### What you are asked to do
Replace every occurrence of "pixel coordinates" in the records below with "pixel locations", keep everything else as it is, and return the records without the pictures.

### Data supplied
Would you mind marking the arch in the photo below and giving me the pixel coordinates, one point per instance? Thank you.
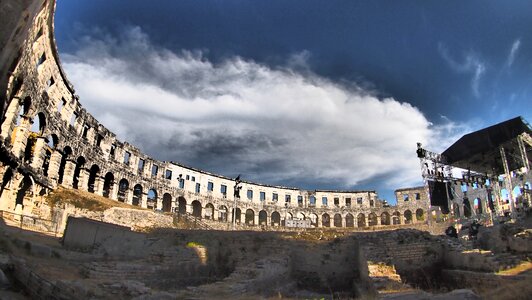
(385, 218)
(372, 220)
(467, 208)
(408, 216)
(222, 213)
(275, 219)
(152, 199)
(196, 209)
(39, 123)
(250, 217)
(361, 220)
(396, 218)
(263, 217)
(182, 205)
(24, 190)
(349, 220)
(236, 214)
(123, 186)
(167, 202)
(325, 220)
(108, 182)
(137, 195)
(337, 220)
(209, 211)
(64, 156)
(80, 163)
(420, 215)
(93, 175)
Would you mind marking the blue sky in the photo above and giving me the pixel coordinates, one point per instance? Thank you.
(314, 94)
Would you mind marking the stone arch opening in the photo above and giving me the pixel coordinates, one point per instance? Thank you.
(93, 175)
(236, 214)
(222, 213)
(263, 217)
(408, 216)
(385, 218)
(209, 211)
(361, 220)
(420, 215)
(372, 220)
(396, 218)
(123, 186)
(325, 220)
(152, 199)
(108, 182)
(276, 219)
(66, 153)
(167, 202)
(349, 220)
(23, 192)
(80, 163)
(137, 195)
(337, 220)
(250, 217)
(196, 209)
(181, 205)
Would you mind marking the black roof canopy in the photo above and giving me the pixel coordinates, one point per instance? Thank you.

### Complete response
Would you mind marking the arch in the photo below and giving me the pixel locations, one point per instance? Thank you.
(385, 218)
(372, 220)
(467, 208)
(408, 216)
(222, 213)
(275, 219)
(152, 199)
(196, 209)
(39, 123)
(250, 217)
(361, 220)
(396, 218)
(263, 217)
(182, 205)
(24, 190)
(349, 220)
(236, 214)
(123, 186)
(167, 202)
(325, 220)
(108, 182)
(137, 195)
(337, 220)
(209, 211)
(64, 156)
(80, 163)
(420, 215)
(93, 175)
Would you mind marking the blue sky in the photo above and giving me the pixel locations, one point per instance? Thank you.
(314, 94)
Would you mind marking the stone arch opening in the photo above and giving me the pixel locations, one point per instance? Thank you.
(93, 175)
(236, 214)
(222, 213)
(263, 217)
(408, 216)
(385, 218)
(209, 211)
(361, 220)
(420, 215)
(372, 220)
(396, 218)
(123, 186)
(325, 220)
(152, 199)
(108, 182)
(276, 219)
(66, 153)
(167, 202)
(349, 220)
(23, 192)
(80, 163)
(137, 195)
(337, 220)
(250, 217)
(196, 209)
(181, 205)
Would you mind marking the black roof canopy in the photo above and giving me the pixel locations, one point per instance? Thank you.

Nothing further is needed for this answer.